Passage to read:

'Tis the season... And it's about time I posed my first question on Mathematica Stack Exchange. So, here's an holiday quest for you Graphics (and P-Chem?) gurus.
What is your best code for generating a (random) snowflake in Mathematica? By random I mean with different shapes that will mimic the diversity exhibited by real snowflakes. Here's a link to have an idea: http://www.its.caltech.edu/~atomic/snowcrystals/ , more specifically here are the different types of snowflakes: http://www.its.caltech.edu/~atomic/snowcrystals/class/class.htm .
Physics-based answers are to be preferred, but graphics only solutions are also welcome. There already is a thread on generating a snowfall, here: How to create animated snowfall? and one of the posts addresses the problem of generating snowflake-like elements. In the snowfall post, though, emphasis is on efficient generation of 'snowlike' ensembles. The purpose of this question (apart from having some 'seasonal' fun) is to create graphics that details the structure of a single snowflake. Efficiency is not the primary issue here: beauty is. A very detailed snowflake rendering could even take several minutes of computer power, thus making it unsuitable to incorporate into a snowfall simulation.

Tasks to perform:
(1) Which three web pages or threads does the snowflake question point readers to?
(2) Can you condense the paragraph of the snowflake question that begins "Physics-based answers are to be preferred" into a short list that keeps its main facts?
(3) Could you continue the snowflake question from the point where it stops?
None of the lines after this point is needed.

Given records:
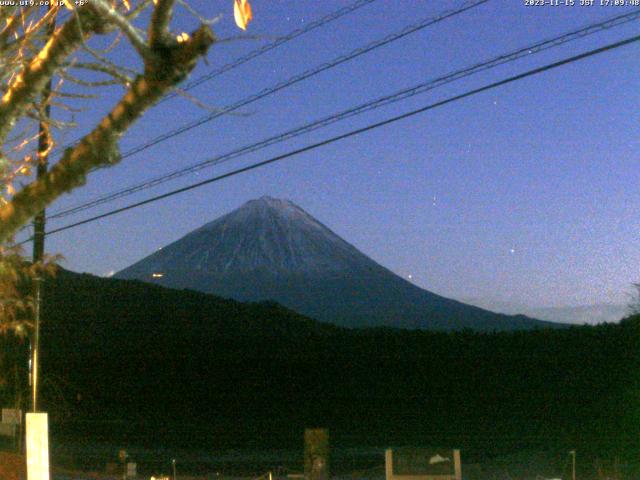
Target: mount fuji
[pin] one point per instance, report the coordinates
(271, 249)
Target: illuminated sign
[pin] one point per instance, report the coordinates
(37, 446)
(423, 464)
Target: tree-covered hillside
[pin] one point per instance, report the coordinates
(127, 360)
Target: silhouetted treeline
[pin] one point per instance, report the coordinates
(123, 359)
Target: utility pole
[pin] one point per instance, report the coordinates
(573, 464)
(44, 146)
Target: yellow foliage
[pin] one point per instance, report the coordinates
(242, 13)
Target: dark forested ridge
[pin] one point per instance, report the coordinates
(124, 359)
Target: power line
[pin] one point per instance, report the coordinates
(352, 133)
(368, 106)
(280, 41)
(259, 51)
(307, 74)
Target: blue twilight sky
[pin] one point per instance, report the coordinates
(527, 193)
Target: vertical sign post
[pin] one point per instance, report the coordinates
(316, 454)
(37, 446)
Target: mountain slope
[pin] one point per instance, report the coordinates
(272, 249)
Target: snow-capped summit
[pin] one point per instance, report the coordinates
(271, 249)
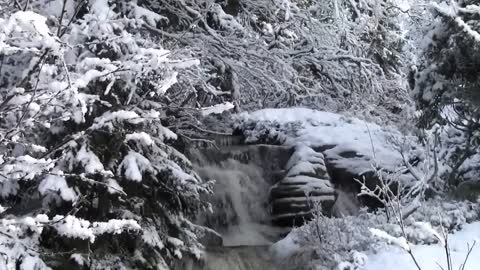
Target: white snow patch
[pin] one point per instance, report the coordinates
(429, 255)
(217, 109)
(134, 165)
(140, 137)
(57, 184)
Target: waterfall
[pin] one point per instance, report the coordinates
(240, 205)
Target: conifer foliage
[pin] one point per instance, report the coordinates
(87, 176)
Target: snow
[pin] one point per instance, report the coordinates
(57, 184)
(73, 227)
(288, 246)
(429, 255)
(217, 109)
(89, 161)
(369, 141)
(148, 16)
(107, 118)
(115, 226)
(141, 137)
(134, 165)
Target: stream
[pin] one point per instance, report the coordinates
(240, 208)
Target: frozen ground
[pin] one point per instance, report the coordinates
(371, 142)
(431, 257)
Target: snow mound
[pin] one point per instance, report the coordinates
(432, 256)
(355, 143)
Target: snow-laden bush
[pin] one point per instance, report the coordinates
(339, 55)
(335, 242)
(86, 171)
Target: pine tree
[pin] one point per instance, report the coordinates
(87, 175)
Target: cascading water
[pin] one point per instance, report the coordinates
(239, 203)
(240, 206)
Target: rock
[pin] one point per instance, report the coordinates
(468, 190)
(294, 199)
(211, 238)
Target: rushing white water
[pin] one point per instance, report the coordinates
(240, 208)
(239, 203)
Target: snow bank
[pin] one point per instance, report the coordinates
(431, 256)
(327, 129)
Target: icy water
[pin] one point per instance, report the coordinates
(240, 214)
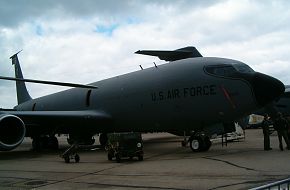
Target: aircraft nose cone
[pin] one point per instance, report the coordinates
(266, 88)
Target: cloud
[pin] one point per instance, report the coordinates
(86, 41)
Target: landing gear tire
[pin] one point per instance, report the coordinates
(77, 158)
(110, 156)
(37, 144)
(52, 143)
(66, 159)
(199, 143)
(118, 158)
(207, 144)
(103, 139)
(140, 157)
(195, 144)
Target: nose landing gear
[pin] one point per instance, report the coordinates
(198, 142)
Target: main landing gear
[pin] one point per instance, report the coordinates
(198, 142)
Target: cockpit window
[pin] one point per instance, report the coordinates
(228, 70)
(221, 70)
(243, 68)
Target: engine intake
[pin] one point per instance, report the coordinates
(12, 132)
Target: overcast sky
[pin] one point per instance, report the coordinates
(84, 41)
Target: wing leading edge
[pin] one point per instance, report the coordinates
(63, 122)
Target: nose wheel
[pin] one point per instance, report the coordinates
(199, 143)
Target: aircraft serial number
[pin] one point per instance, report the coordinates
(206, 90)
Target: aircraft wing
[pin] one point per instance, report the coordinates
(62, 121)
(182, 53)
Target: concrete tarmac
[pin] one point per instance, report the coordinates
(167, 165)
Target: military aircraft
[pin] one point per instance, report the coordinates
(190, 95)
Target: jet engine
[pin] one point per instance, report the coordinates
(12, 132)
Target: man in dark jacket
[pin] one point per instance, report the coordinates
(281, 126)
(265, 125)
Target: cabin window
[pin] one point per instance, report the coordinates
(88, 98)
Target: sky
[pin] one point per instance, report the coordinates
(83, 41)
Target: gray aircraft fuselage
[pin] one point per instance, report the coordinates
(182, 95)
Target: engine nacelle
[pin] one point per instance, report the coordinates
(12, 132)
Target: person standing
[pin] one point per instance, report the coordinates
(265, 125)
(281, 126)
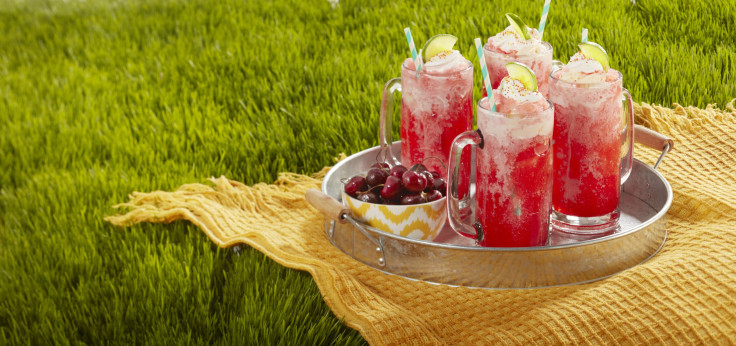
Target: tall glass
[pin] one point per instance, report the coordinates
(513, 178)
(435, 108)
(592, 152)
(540, 63)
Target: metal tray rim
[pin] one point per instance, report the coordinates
(640, 226)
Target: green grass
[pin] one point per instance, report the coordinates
(101, 98)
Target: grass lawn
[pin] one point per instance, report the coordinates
(102, 98)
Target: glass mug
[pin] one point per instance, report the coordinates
(513, 170)
(435, 108)
(593, 153)
(540, 63)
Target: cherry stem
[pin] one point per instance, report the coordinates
(436, 158)
(371, 189)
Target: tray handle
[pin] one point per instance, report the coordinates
(334, 210)
(654, 140)
(327, 205)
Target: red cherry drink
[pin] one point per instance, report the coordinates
(435, 108)
(590, 146)
(514, 176)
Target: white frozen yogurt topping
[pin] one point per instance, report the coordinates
(582, 69)
(446, 62)
(514, 89)
(511, 42)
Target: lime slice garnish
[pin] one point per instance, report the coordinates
(596, 52)
(524, 74)
(436, 45)
(518, 25)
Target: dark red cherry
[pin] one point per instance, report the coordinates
(381, 165)
(376, 176)
(391, 188)
(440, 185)
(430, 181)
(418, 167)
(413, 199)
(368, 197)
(398, 171)
(434, 195)
(413, 181)
(355, 185)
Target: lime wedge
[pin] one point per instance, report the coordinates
(436, 45)
(596, 52)
(518, 25)
(524, 74)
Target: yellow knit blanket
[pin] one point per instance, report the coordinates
(686, 294)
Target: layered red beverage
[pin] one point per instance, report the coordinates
(513, 169)
(436, 106)
(592, 144)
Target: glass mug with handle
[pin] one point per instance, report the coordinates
(436, 106)
(593, 150)
(513, 169)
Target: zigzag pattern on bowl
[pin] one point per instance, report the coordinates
(415, 221)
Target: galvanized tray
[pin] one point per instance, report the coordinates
(567, 259)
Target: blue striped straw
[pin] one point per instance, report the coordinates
(417, 59)
(484, 71)
(543, 20)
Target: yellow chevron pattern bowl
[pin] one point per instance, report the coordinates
(417, 221)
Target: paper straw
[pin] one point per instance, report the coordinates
(484, 71)
(417, 59)
(543, 20)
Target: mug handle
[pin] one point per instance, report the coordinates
(454, 210)
(627, 135)
(384, 130)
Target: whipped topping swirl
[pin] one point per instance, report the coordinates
(582, 69)
(446, 62)
(511, 42)
(514, 89)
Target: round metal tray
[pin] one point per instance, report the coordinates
(454, 260)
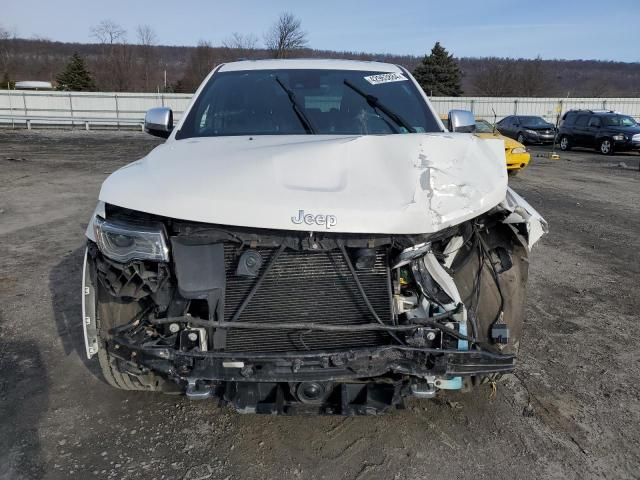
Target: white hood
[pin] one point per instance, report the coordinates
(415, 183)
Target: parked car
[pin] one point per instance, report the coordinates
(527, 129)
(606, 131)
(309, 238)
(515, 152)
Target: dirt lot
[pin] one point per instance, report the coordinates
(573, 410)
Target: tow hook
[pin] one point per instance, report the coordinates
(194, 392)
(423, 390)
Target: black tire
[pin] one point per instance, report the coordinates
(605, 147)
(111, 311)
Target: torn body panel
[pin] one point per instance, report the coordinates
(315, 273)
(419, 183)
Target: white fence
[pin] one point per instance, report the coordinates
(22, 108)
(84, 108)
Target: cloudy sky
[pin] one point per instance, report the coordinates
(575, 29)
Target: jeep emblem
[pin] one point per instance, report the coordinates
(326, 221)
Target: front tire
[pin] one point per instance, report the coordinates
(606, 147)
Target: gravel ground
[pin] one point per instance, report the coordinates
(572, 410)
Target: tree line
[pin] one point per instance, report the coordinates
(113, 63)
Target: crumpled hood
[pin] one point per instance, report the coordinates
(414, 183)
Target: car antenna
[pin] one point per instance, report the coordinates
(495, 117)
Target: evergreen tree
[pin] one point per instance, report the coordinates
(76, 77)
(438, 74)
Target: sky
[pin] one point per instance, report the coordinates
(571, 29)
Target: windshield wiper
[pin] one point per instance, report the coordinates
(375, 103)
(306, 123)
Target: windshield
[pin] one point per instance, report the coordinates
(619, 121)
(482, 126)
(533, 122)
(259, 102)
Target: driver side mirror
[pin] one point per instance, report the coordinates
(461, 121)
(159, 122)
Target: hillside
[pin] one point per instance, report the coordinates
(142, 68)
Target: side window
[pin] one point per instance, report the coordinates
(569, 119)
(594, 121)
(582, 120)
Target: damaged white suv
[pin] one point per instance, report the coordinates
(309, 239)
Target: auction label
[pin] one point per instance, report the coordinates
(385, 78)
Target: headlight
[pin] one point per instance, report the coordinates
(122, 242)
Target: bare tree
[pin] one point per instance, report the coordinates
(495, 78)
(285, 36)
(239, 41)
(201, 61)
(532, 79)
(7, 53)
(147, 39)
(115, 65)
(239, 46)
(109, 32)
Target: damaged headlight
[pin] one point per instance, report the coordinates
(122, 242)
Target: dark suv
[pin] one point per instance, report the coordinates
(527, 129)
(605, 131)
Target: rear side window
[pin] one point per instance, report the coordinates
(582, 120)
(595, 121)
(569, 119)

Results for the exercise:
(1)
- http://www.its.caltech.edu/~atomic/snowcrystals/
- http://www.its.caltech.edu/~atomic/snowcrystals/class/class.htm
- How to create animated snowfall?

(2)
- Physics-based answers are preferred, but graphics-only solutions are also welcome.
- An existing thread, "How to create animated snowfall?", includes a post on generating snowflake-like elements, but it focuses on efficiently generating snowlike ensembles.
- This question aims, besides seasonal fun, at graphics detailing the structure of a single snowflake.
- Beauty matters here, not efficiency.
- A very detailed rendering could take several minutes to compute, which would make it unsuitable for a snowfall simulation.

(3)
Here we are trying to generate a single snowflake (possibly with different parameters to tune its shape), the more realistic, the better. Three dimensional renderings, for adding translucency and colors are also welcome. Unleash your fantasy, go beyond the usual fractals!
And if your fantasy is momentarily faltering, as Silvia pointed out in a comment below, on this website http://psoup.math.wisc.edu/Snowfakes.htm you can find a lot of information - and even a C program for the Gravner-Griffeath 2D Snowfake Simulator - on how to generate 'virtual snowflakes', even in 3D (have a look at the pdf files: "Modeling Snow Crystal Growth" I, II and III).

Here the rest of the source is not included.